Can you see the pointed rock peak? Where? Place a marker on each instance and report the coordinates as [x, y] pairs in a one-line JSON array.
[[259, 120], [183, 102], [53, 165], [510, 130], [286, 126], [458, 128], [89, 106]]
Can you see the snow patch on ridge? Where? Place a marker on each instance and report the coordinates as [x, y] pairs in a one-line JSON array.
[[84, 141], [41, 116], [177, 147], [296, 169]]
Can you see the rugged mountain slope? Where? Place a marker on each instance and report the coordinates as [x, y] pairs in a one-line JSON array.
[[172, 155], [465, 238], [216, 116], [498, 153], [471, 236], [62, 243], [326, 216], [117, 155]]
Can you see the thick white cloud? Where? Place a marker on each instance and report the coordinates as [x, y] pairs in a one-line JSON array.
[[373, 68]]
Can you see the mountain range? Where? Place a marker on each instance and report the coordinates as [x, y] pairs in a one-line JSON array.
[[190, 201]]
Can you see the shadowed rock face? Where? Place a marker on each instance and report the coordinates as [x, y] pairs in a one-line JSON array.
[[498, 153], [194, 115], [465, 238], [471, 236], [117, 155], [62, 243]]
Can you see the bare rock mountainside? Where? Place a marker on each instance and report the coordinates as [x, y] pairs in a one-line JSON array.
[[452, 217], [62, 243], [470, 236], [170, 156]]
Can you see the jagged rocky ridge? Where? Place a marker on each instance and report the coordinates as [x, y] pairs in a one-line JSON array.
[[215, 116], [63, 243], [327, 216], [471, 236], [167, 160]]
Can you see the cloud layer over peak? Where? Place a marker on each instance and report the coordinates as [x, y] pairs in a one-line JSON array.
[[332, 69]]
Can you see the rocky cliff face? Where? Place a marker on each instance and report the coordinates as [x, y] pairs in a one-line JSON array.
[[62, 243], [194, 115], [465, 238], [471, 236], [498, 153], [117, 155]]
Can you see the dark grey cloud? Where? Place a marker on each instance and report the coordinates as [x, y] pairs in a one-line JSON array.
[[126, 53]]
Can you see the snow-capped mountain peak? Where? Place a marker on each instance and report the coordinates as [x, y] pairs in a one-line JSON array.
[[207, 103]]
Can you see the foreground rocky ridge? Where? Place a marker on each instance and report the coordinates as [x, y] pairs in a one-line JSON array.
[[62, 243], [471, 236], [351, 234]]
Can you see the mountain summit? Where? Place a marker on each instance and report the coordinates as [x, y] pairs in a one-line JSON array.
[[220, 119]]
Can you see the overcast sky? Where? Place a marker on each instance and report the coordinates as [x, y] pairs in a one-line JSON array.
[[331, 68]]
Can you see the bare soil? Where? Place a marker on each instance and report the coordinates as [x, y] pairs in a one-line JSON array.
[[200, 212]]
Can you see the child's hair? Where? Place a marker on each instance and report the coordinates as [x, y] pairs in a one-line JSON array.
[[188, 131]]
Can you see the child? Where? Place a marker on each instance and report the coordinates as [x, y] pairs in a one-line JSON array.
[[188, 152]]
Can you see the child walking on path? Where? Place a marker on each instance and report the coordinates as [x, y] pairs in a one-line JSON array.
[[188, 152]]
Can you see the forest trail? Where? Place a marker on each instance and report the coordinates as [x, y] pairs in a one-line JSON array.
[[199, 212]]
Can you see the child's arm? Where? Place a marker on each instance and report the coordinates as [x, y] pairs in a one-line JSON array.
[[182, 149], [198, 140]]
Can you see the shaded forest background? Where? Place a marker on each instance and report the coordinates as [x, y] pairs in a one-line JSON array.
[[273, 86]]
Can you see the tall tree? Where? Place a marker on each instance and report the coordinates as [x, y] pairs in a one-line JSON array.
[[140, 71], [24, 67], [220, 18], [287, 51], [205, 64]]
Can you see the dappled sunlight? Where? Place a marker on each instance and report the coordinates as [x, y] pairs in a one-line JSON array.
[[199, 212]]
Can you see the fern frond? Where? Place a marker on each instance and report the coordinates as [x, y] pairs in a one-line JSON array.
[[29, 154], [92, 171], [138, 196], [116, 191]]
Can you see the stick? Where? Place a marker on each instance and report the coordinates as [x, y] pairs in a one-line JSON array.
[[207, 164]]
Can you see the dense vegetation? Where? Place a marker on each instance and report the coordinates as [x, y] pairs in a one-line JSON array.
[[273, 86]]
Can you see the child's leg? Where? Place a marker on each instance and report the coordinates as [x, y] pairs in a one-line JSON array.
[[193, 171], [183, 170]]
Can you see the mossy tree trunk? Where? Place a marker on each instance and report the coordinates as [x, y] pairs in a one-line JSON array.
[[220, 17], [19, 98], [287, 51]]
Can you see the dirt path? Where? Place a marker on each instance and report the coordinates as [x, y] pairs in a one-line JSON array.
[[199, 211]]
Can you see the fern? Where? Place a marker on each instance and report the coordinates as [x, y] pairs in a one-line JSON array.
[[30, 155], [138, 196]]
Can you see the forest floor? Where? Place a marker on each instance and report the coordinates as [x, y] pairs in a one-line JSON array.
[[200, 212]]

Set exercise
Render the listing above, from the line containing "Can you see the child?" up to and including the line containing "[[193, 171], [183, 170]]", as a Markdown table with the columns Entry and Text. Put a running number under Entry and each line under Text, omit blank lines, and include no other lines.

Result below
| Entry | Text |
|---|---|
| 1 | Can you see the child? Where? Place a marker on each instance and report the coordinates as [x, y] pairs in a one-line JSON array. |
| 2 | [[188, 152]] |
| 3 | Can you see the child walking on path? Where? Place a marker on each instance and report the coordinates as [x, y] pairs in a one-line JSON array. |
| 4 | [[188, 152]] |
| 5 | Can you see the forest trail? Where? Place a marker on each instance and report the coordinates as [x, y] pairs in a one-line JSON array. |
| 6 | [[199, 212]] |
| 7 | Can you see the child's arm? Where? Place a marker on each instance and report the coordinates as [x, y] pairs in a one-line JSON array. |
| 8 | [[182, 149], [198, 140]] |
| 9 | Can you see the shaded forest background? Where? Place a marker on each instance and report the coordinates as [x, y] pairs in a one-line JSON array. |
| 10 | [[273, 86]] |
| 11 | Can you see the tall tree? Where? Place a marker on each instance and report the coordinates as [x, y] pairs in a one-line JSON array. |
| 12 | [[140, 71], [24, 67], [220, 18], [287, 51], [205, 64]] |
| 13 | Can you see the dappled sunlight? Where? Place a marker on each instance and report the coordinates as [x, y] pairs in a one-line JSON array. |
| 14 | [[199, 212]] |
| 15 | Can you see the fern frond? Where? Place a marker on each instance and report the coordinates as [x, y] pairs in a one-line JSON array. |
| 16 | [[29, 154], [92, 171], [138, 196], [116, 191]] |
| 17 | Can you see the stick? Where? Place a marker on each instance and report the coordinates as [x, y] pairs in a one-line JSON array. |
| 18 | [[207, 164]] |
| 19 | Can you see the dense vegetation? Where? Place a marker on each instance and report the coordinates as [x, y] pairs in a one-line JSON array. |
| 20 | [[273, 86]] |
| 21 | Can you see the child's leg? Where? Place a marker on each instance and report the coordinates as [x, y] pairs in a one-line JSON array. |
| 22 | [[193, 171], [183, 170]] |